> Document segment:
-.-.-

Additionally, changes in the way child support is determined have  made the labels of “sole” or “joint” custody significantly less  important. The intent of the legislature is to have custody issues  resolved based upon what is truly best for the children, and to then  examine child support by looking at the amount of time each parent is  responsible for the care of the children.


Where parents are unable to agree on custody or on a parenting time,  parents are required by Minnesota law to attend a minimum of eight hours  of co-parenting education. See https://www.revisor.mn.gov/statutes/?id=518.157


 

When the parents are unable to agree on custody and parenting time  issues, the decision will be left to the sole discretion of a complete  stranger. That is, the Family Court Judge or Referee, who is required to  make a decision based upon what they perceive to be in the “best  interests” of the minor child or children. This can sometimes result in a  custody arrangement or parenting schedule that neither parent really  likes. When the decision is left to the court, both parents lose a  tremendous amount of control over their minor children.

-.-.-

> Records supplied:
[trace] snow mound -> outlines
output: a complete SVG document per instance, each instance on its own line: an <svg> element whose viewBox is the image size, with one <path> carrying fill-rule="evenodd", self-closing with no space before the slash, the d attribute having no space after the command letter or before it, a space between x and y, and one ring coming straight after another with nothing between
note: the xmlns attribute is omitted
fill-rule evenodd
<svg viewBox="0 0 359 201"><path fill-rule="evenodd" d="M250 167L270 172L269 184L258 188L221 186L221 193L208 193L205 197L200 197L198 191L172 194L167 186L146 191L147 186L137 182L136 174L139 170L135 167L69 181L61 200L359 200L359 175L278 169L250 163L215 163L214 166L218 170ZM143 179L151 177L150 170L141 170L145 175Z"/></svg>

-.-.-

> Work to complete:
• A. Answer these questions about the custody text:
(i) How many hours of co-parenting education must parents attend at minimum when they cannot agree on custody or a parenting time?
(ii) Who decides custody and parenting time when the parents cannot agree?
(iii) What does the legislature intend child support to be examined by looking at?
• B. Echo the part of the custody text starting at "Where parents are" and ending at "their minor children.", copying it without changes.

> Numbered responses:
• A.
(i) A minimum of eight hours.
(ii) The Family Court Judge or Referee.
(iii) The amount of time each parent is responsible for the care of the children.

• B.
Where parents are unable to agree on custody or on a parenting time,  parents are required by Minnesota law to attend a minimum of eight hours  of co-parenting education. See https://www.revisor.mn.gov/statutes/?id=518.157


 

When the parents are unable to agree on custody and parenting time  issues, the decision will be left to the sole discretion of a complete  stranger. That is, the Family Court Judge or Referee, who is required to  make a decision based upon what they perceive to be in the “best  interests” of the minor child or children. This can sometimes result in a  custody arrangement or parenting schedule that neither parent really  likes. When the decision is left to the court, both parents lose a  tremendous amount of control over their minor children.